Written problem => Copy the data below word for word, starting at the line that contains "Can you see the blue river?" and ending at the line that contains "Can you see the window?". Include both of those lines.

Extracted entries =>
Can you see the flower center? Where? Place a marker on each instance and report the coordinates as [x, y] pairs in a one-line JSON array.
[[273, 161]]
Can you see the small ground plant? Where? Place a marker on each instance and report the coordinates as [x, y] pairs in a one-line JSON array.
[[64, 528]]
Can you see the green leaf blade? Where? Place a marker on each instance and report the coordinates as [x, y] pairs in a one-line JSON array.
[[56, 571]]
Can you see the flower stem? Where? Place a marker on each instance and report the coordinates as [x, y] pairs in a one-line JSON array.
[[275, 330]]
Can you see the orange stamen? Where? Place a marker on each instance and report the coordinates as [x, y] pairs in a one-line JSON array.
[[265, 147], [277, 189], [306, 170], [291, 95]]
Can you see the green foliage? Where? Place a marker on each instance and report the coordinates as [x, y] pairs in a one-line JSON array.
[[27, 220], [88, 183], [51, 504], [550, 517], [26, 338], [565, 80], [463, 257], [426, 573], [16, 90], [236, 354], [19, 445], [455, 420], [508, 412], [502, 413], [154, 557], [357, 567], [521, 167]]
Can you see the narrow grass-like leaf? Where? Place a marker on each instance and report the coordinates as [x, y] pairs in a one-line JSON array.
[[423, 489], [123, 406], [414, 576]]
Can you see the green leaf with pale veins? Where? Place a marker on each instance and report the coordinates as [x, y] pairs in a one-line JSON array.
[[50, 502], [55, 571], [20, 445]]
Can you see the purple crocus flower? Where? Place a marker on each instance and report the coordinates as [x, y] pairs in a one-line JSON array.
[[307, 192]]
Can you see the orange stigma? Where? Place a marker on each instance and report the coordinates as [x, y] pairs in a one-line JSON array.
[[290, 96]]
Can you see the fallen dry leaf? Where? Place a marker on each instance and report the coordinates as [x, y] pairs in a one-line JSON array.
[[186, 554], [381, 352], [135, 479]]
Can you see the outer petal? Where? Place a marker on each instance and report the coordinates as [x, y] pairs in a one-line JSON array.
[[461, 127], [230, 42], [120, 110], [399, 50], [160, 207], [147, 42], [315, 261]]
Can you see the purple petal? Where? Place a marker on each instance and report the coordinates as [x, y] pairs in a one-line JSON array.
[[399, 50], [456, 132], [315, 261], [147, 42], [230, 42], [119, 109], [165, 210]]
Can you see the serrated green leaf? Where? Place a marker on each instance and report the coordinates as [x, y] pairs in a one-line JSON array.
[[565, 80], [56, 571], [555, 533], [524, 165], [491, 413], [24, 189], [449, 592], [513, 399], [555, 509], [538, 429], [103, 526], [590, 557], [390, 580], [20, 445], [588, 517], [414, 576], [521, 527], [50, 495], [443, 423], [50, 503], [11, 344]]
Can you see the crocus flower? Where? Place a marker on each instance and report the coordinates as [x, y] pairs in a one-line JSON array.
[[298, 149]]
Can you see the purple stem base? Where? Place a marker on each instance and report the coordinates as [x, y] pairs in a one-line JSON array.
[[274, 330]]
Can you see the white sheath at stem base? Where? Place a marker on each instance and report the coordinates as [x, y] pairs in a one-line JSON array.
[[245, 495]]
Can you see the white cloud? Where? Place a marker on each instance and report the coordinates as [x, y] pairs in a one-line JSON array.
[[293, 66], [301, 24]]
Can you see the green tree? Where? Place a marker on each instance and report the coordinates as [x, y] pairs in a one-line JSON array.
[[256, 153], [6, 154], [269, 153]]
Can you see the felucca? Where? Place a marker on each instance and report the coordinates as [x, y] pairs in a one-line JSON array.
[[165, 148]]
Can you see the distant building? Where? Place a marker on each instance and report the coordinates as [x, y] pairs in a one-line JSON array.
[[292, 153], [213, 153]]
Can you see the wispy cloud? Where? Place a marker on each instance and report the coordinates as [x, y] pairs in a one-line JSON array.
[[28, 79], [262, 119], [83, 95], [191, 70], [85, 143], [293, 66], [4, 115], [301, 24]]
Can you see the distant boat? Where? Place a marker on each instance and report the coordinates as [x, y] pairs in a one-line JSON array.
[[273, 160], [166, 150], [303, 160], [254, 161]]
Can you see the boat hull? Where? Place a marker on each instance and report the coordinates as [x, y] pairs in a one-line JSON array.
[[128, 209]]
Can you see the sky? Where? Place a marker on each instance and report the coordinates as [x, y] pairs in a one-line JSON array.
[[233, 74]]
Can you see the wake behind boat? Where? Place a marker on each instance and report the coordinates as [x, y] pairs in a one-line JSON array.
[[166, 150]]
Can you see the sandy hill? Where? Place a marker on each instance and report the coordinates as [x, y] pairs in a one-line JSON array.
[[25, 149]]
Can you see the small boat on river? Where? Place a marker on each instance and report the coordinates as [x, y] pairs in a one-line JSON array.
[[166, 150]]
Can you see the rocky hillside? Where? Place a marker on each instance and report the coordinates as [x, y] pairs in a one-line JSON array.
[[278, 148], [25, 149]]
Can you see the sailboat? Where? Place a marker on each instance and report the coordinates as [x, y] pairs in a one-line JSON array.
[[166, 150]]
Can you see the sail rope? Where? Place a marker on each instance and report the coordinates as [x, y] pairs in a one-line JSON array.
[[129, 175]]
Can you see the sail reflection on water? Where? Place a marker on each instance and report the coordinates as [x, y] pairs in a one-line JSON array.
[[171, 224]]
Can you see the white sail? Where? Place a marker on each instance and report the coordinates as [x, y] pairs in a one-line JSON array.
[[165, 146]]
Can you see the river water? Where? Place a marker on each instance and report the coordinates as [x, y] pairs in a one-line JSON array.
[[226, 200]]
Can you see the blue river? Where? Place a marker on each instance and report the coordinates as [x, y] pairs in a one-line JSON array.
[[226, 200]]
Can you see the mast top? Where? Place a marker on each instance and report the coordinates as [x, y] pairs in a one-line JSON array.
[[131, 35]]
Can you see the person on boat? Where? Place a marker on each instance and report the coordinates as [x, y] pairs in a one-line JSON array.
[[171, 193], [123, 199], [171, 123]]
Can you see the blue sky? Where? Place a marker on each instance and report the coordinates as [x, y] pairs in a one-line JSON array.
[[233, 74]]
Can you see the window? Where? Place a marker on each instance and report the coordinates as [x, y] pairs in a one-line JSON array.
==
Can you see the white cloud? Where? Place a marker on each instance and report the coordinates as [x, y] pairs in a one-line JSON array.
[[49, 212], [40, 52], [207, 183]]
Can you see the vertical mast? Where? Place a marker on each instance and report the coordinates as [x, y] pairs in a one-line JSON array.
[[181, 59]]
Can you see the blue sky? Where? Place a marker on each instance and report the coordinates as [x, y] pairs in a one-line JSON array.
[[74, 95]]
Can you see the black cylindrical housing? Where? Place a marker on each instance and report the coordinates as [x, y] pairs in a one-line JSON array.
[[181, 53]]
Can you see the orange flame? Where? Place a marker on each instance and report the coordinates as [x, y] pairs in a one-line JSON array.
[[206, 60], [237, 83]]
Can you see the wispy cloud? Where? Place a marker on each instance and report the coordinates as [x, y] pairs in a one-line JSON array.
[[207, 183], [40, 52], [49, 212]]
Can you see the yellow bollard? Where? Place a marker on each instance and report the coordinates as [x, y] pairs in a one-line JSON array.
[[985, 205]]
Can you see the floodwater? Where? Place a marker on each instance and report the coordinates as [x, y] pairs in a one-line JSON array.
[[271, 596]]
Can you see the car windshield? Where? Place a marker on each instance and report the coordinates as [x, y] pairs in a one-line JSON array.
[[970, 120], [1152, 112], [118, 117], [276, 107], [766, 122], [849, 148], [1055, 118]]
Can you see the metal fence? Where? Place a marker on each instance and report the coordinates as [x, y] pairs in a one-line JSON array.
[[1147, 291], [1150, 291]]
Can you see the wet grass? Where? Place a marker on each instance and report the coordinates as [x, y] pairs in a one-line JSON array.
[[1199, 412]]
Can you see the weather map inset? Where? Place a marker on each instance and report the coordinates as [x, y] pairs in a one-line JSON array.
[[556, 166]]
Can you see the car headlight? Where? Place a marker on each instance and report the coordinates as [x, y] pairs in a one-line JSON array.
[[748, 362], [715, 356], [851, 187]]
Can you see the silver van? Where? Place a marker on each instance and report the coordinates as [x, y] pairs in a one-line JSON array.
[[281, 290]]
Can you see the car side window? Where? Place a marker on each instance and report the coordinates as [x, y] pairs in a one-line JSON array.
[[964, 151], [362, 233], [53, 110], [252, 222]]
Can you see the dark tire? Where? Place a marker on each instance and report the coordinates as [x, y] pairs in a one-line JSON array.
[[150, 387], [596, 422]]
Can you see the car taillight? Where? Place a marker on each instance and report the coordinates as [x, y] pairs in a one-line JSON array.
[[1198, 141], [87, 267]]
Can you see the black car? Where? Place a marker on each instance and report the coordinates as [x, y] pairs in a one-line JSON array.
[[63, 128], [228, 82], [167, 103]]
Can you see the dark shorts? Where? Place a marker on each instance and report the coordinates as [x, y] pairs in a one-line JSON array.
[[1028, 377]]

Expected answer =>
Can you see the blue river? Where? Place a marker on each instance and report the coordinates as [x, y] pairs in a one-line JSON array.
[[226, 200]]
Can you see the mast top? Where? Place a marker on each instance and report the coordinates as [x, y] pairs in a one-line JSON array.
[[131, 35]]
Can you see the person on boat? Where? Place a marker on each instance and report the coordinates as [x, y] pairs in a one-line JSON array.
[[171, 193], [123, 199], [171, 123]]
Can you see the blue sky? Where? Place a marker on each instance and report the coordinates as [x, y] pairs in a one-line JSON array.
[[233, 74]]
Can you see the window? Where? Place a marker on each instance and report the coordinates as [x, y] pairs in a one-line JSON array.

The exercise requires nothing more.